(Items from a dataset)
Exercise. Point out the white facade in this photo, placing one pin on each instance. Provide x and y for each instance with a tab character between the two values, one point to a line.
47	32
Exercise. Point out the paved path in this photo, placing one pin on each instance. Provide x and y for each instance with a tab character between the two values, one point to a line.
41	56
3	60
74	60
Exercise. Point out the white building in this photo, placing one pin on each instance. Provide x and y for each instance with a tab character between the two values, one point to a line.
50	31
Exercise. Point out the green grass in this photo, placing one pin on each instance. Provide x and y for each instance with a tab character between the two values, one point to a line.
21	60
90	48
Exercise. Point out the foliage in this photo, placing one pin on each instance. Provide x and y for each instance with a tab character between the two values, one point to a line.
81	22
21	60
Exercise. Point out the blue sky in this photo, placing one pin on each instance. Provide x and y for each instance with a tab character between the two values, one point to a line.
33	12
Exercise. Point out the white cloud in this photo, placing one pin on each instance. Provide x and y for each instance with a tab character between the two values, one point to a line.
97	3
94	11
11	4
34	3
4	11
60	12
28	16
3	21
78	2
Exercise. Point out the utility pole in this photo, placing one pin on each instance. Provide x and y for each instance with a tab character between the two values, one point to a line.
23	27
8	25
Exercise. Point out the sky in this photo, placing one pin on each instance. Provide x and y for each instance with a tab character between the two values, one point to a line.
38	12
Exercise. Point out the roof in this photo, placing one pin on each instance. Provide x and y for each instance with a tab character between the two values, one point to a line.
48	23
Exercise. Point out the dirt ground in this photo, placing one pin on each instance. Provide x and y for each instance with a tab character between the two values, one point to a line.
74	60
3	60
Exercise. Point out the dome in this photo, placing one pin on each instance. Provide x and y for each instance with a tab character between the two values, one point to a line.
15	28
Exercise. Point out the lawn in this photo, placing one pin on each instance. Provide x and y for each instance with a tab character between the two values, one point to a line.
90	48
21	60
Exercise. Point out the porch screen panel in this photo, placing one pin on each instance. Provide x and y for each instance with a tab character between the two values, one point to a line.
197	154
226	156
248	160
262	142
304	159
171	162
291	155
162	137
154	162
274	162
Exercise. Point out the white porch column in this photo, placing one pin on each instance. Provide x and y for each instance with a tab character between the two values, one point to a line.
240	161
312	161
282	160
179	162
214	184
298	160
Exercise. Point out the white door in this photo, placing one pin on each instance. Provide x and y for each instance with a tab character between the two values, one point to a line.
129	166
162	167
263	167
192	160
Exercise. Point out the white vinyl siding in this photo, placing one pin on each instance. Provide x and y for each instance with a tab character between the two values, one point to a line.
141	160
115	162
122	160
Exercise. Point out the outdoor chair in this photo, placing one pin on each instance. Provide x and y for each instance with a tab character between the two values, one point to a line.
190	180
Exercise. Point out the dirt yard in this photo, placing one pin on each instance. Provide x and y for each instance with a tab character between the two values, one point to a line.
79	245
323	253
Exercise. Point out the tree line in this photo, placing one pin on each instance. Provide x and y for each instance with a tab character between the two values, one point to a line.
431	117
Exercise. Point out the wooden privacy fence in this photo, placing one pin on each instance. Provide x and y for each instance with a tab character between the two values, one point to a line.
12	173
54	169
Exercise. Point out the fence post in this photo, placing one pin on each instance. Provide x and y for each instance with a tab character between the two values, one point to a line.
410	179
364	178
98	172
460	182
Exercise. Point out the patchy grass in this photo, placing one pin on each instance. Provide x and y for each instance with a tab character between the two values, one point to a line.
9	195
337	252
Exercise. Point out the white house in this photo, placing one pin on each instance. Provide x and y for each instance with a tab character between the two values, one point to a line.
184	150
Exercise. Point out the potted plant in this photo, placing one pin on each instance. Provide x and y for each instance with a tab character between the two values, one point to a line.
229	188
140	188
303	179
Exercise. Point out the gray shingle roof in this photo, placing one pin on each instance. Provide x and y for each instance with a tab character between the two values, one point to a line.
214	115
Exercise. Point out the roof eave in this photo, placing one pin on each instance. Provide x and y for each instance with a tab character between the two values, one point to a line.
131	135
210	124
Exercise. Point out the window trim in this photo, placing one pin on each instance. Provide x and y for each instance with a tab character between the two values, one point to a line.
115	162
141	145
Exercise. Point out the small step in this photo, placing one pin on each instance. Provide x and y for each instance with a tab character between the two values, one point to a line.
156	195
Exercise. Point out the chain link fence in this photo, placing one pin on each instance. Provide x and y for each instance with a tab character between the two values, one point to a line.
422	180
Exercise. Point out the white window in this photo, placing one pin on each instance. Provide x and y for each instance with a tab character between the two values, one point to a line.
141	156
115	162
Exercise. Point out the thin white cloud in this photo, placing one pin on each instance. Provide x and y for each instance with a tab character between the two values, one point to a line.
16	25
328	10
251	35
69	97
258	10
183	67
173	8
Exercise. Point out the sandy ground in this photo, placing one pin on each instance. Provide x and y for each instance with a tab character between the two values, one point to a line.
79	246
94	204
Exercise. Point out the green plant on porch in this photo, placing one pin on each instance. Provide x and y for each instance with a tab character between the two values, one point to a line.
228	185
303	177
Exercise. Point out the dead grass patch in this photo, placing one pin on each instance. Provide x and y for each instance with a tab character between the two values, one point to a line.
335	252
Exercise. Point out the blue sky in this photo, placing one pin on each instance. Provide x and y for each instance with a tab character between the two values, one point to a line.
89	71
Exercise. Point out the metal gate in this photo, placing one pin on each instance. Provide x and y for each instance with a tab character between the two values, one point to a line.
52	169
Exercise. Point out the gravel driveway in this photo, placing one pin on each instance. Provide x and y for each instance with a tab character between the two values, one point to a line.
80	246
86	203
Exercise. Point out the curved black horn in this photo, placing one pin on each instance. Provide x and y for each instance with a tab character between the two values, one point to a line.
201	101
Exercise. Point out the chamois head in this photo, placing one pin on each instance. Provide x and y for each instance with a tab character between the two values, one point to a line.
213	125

### What is needed
Exactly as they stand above, repeat all the records.

### Solution to this task
Exercise. Point out the white facade in this photo, placing one pin on each instance. Provide x and y for each instance with a tab character between the two values, one point to a line.
47	32
Exercise. Point out the paved path in this photo, placing one pin on each instance. Provide x and y for each instance with a tab character between the two values, one point to a line.
41	56
3	60
74	60
Exercise. Point out the white building in this photo, placing one pin on each instance. Provide x and y for each instance with a tab character between the two values, one point to a line.
50	31
Exercise. Point out the green grass in this photo, placing one pin on each instance. Provide x and y for each instance with a tab character between the two values, one point to a line.
21	60
90	48
Exercise. Point out the foliage in this photo, placing one pin on each instance. Provide x and y for each instance with a tab character between the two values, one point to a line.
81	22
21	60
Exercise. Point out the blue sky in this photo, placing one pin on each instance. Provide x and y for each instance with a tab character between the two values, one point to a line.
33	12
Exercise. Point out the white cloud in this photo, placing one pin on each instance. Provide x and y for each instance with a tab character between the two values, one point to a line.
97	3
94	11
11	4
34	3
4	11
60	12
28	16
3	21
78	2
Exercise. Point out the utility pole in this photo, placing one pin on each instance. Provide x and y for each instance with a tab character between the two values, one point to a line.
23	27
8	25
Exercise. Point out the sky in this photo, placing one pin on each instance. Provide x and y for each instance with a tab character between the two values, one point to a line.
38	12
Exercise. Point out the roof in this photo, placing one pin on each instance. Provide x and y for each instance with a tab character between the two values, one point to a line.
48	23
Exercise. Point out the dirt ground in this photo, placing one pin on each instance. Provide x and y for each instance with a tab character between the two values, one point to a line.
74	60
3	60
Exercise. Point out the dome in this photo, placing one pin on each instance. Provide x and y for each instance with a tab character between the two values, one point to a line.
15	28
Exercise. Point out the lawn in this photo, placing one pin on each instance. Provide x and y for each instance with a tab character between the two values, one point to a line.
90	48
21	60
Exercise. Point out the porch screen panel in this photo, placing one pin on each instance. Provide x and y for each instance with a tab character between the two values, one point to a line.
197	154
226	156
248	160
262	142
304	159
171	162
291	155
162	137
154	162
274	162
Exercise. Point out the white porch column in this photo, placing one pin on each instance. Provide x and y for each instance with a tab character between the two values, one point to a line.
240	161
312	161
282	160
179	162
214	184
298	160
Exercise. Point out the white door in this photo, placing one pin on each instance. Provide x and y for each instance with a tab character between the two values, one point to a line.
129	166
162	167
263	167
192	160
Exercise. Point out the white vinyl siding in this photo, placing one pin on each instance. Provide x and y for each instance with a tab character between the two values, one point to a line.
141	160
115	162
122	160
Exercise. Point out the outdoor chair in this photo, placing one pin on each instance. Provide x and y for each instance with a tab character between the two values, one point to a line.
190	180
Exercise. Point out the dirt yard in this photo, placing one pin on each instance. Provide x and y for each instance with a tab character between the two values, one point to a line.
79	245
323	253
Exercise. Point out the tree line in this photo, placing one pin on each instance. Provide x and y for each instance with a tab character between the two values, one point to a line.
431	117
Exercise. Point out the wooden privacy fence in this photo, placing one pin on each instance. Provide x and y for each instance with a tab character between the two values, one point to a line.
12	173
54	169
Exercise. Point out the fence post in this photo, placing one pin on each instance. Provide x and y for each instance with a tab character between the two values, one point to a line.
410	179
364	178
98	172
460	182
Exercise. Point out the patchy grass in this photo, placing one pin on each instance. Provide x and y for each instance with a tab character between the two values, one point to a line.
9	195
337	252
Exercise. Point out the white house in this photo, placing one pin on each instance. Provide x and y for each instance with a tab character between the two values, one point to a line.
184	150
Exercise. Point out the potted plant in this photo, placing one pin on each instance. Provide x and y for each instance with a tab character between the two values, one point to a line.
229	188
140	188
303	179
Exercise. Point out the gray shingle roof in this photo, placing one pin on each instance. Provide x and y for each instance with a tab character between the two values, one point to a line.
214	115
Exercise. Point out the roof eave in this photo, placing one pin on each instance. Provide x and y for each instance with a tab character between the two values, one point to a line.
131	135
210	124
Exercise. Point out the window trim in this photo, placing one pin on each instance. Provide x and y for each instance with a tab character between the two values, one point to a line.
115	162
141	145
Exercise. Point out the small step in this photo, placing one pin on each instance. Provide x and y for each instance with a tab character between the two values, one point to a line.
156	195
Exercise. Point out the chain link fence in this photo, placing one pin on each instance. Provide x and y for each instance with a tab character between the two values, one point to a line.
422	180
Exercise. Point out the white window in this photo, placing one pin on each instance. Provide x and y for each instance with a tab character between the two values, one point to a line.
141	156
115	162
Exercise. Point out the thin white cloud in this photo, placing one pin on each instance. Provide x and y for each instance with a tab character between the two values, one point to a line.
16	25
328	10
251	35
69	97
258	10
183	67
173	8
Exercise. Point out the sandy ground in this photo, placing one pin on each instance. Provide x and y for each instance with a tab character between the two values, one point to a line.
79	246
94	204
Exercise. Point out the green plant on porch in this photo, placing one pin on each instance. Provide x and y for each instance with a tab character between the two values, one point to a line.
228	185
303	177
Exercise. Point out the dead grass patch in this photo, placing one pin on each instance. Provide x and y for each instance with a tab character between the two values, one point to a line.
335	252
Exercise. Point out the blue sky in this photo, placing one pin on each instance. Provide x and y for each instance with a tab character between the two values, one point to a line.
89	71
Exercise. Point out the metal gate in this photo, placing one pin on each instance. Provide x and y for each instance with a tab character between the two values, one point to a line.
52	169
Exercise. Point out the gravel driveway in this photo, placing one pin on each instance. Provide x and y for each instance with a tab character between the two values, one point to a line.
80	246
86	203
Exercise. Point out the curved black horn in this photo, placing one pin on each instance. Provide x and y for each instance with a tab character between the two values, one point to a line.
201	101
Exercise. Point out the chamois head in this photo, placing one pin on each instance. Provide x and y for each instance with a tab character between the two values, one point to a line.
213	125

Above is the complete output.